Point localization data:
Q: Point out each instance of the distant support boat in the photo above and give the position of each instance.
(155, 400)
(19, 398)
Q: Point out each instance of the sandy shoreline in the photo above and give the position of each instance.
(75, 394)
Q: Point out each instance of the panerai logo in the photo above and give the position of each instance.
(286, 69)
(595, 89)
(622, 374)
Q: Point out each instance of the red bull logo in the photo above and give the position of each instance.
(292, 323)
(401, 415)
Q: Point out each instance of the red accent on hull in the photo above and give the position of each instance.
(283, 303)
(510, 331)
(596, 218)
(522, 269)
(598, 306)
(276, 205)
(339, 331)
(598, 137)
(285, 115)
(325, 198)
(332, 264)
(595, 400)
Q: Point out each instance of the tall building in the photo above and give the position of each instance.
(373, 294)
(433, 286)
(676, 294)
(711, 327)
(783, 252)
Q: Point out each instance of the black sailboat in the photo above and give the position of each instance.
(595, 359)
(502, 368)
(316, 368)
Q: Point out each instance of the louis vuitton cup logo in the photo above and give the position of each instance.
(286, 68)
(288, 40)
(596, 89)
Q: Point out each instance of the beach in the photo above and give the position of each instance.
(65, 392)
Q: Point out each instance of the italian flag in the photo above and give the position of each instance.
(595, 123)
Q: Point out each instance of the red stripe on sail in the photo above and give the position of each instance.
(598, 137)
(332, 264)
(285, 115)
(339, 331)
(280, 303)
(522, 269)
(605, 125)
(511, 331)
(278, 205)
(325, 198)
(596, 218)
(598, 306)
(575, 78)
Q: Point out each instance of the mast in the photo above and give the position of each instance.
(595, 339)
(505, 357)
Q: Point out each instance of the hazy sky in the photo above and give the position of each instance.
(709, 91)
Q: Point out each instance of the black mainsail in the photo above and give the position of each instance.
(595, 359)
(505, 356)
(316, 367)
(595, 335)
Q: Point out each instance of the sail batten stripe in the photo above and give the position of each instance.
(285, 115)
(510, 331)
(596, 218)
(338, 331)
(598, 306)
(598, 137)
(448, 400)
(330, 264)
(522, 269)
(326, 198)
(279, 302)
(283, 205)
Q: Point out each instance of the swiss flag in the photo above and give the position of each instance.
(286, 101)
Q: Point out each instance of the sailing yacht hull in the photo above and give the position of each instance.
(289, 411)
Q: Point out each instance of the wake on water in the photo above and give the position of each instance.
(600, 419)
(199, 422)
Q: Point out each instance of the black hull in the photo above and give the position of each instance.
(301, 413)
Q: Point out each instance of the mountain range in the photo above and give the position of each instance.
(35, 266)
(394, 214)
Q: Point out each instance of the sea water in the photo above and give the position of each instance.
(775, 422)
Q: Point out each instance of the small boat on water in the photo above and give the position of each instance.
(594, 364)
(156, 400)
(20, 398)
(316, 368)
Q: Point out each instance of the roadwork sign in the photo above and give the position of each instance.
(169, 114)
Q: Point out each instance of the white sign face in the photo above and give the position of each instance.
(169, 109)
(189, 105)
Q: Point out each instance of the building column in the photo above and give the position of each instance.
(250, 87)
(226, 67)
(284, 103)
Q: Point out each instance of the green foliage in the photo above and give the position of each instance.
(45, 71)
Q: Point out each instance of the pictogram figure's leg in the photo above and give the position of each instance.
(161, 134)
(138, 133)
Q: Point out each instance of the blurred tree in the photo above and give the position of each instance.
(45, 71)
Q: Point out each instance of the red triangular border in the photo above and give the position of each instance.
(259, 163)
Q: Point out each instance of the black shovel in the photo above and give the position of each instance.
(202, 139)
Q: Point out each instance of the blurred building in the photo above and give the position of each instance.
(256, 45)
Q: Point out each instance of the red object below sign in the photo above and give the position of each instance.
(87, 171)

Exercise objective: Retype each record. Keep every character as it is.

Written response:
Q: Point out each instance of the distant support boat in the photo above and give the position of each instance.
(155, 400)
(19, 398)
Q: Point out each instance of the sandy shoreline in the photo above and give the position of each instance.
(75, 394)
Q: Point out each instance of the panerai logo in the photo above and give the position of each instance.
(286, 69)
(595, 89)
(622, 374)
Q: Point out each instance of the red bull logo in the photo above and give the position of each instance.
(292, 323)
(401, 415)
Q: Point out each instance of the red accent on hull in the photo above and give the position of each instance.
(283, 303)
(510, 331)
(596, 218)
(522, 269)
(598, 306)
(276, 205)
(339, 331)
(598, 137)
(285, 115)
(325, 198)
(332, 264)
(595, 400)
Q: Point out each instance of the tall building in the photo above and give the position of each instance.
(373, 294)
(433, 286)
(676, 294)
(711, 327)
(783, 252)
Q: Point out each instance of the black sailboat in the photo above and give the position of each instance.
(595, 359)
(502, 368)
(316, 368)
Q: Point out each instance of the louis vuitton cup logo in the photo above and give the position of each instance.
(286, 68)
(288, 40)
(596, 89)
Q: Point out each instance of the beach in the photo above and give the position of each instance.
(65, 392)
Q: Point out each instance of the italian flag in the photo above and give the position of each instance.
(595, 123)
Q: Point out each instance of the red stripe on sail in the photo above and give the position of each instance.
(598, 137)
(332, 264)
(285, 115)
(339, 331)
(280, 303)
(522, 269)
(605, 125)
(511, 331)
(278, 205)
(325, 198)
(596, 218)
(598, 306)
(575, 78)
Q: Point out each instance of the mast in the photo above and give the position of each instance.
(595, 339)
(505, 357)
Q: Point out each instance of the hazy sky in the photo above and give the position of each instance.
(709, 91)
Q: Point out each instance of the black mainsail in the photo above and give the position of each instance.
(595, 359)
(505, 356)
(316, 367)
(595, 335)
Q: Point out each instance of the sail batten stripe in the photo above and give the position of each instance.
(285, 115)
(510, 331)
(596, 218)
(338, 331)
(598, 306)
(598, 137)
(448, 400)
(330, 264)
(522, 269)
(326, 198)
(279, 302)
(283, 205)
Q: Point out each instance of the swiss flag in the photo above and give the position of each instance.
(286, 101)
Q: Point out each instance of the sailing yacht hull in the photo above and give the position of each instance.
(289, 411)
Q: Point out each instance of the wake on water in the photo above and give the position of each instance.
(600, 419)
(199, 422)
Q: Point out each instance of the black hull in the photo above and give the position of each instance.
(301, 413)
Q: Point out each instance of the mountain range in the photo above and give the position of each instance.
(35, 266)
(394, 214)
Q: Point out each instance of the sea water in the photo above and give the position of each instance.
(775, 422)
Q: Point out each instance of the small boat on water in the photo above and give the position of each instance.
(594, 364)
(156, 400)
(20, 398)
(316, 368)
Q: Point out each instance of the roadwork sign in the photo above and give the position of each instance.
(169, 114)
Q: Point out each instance of the white sign face in the photo above and give the position of each instance.
(169, 109)
(189, 105)
Q: Point out each instance of the building column in the photo above and give the position of each instance.
(250, 87)
(226, 67)
(284, 103)
Q: Point out each instance of the green foliage in the photo above and give the position of each instance.
(45, 71)
Q: Point out each instance of the pictogram figure's leg in the photo above and give the position of each instance.
(161, 134)
(138, 133)
Q: Point out each instance of the blurred tree in the photo above and give the position of each instance.
(45, 71)
Q: Point out each instance of the red triangular border in the photo above and give the position of each instance.
(259, 163)
Q: Point out each instance of the black shovel in the photo above and give the position of each instance.
(202, 139)
Q: Point out each instance of the blurred building in the photo above and give the position of each instance.
(256, 45)
Q: Point out each instance of the red object below sign in the photo above and give the position of each instance.
(87, 171)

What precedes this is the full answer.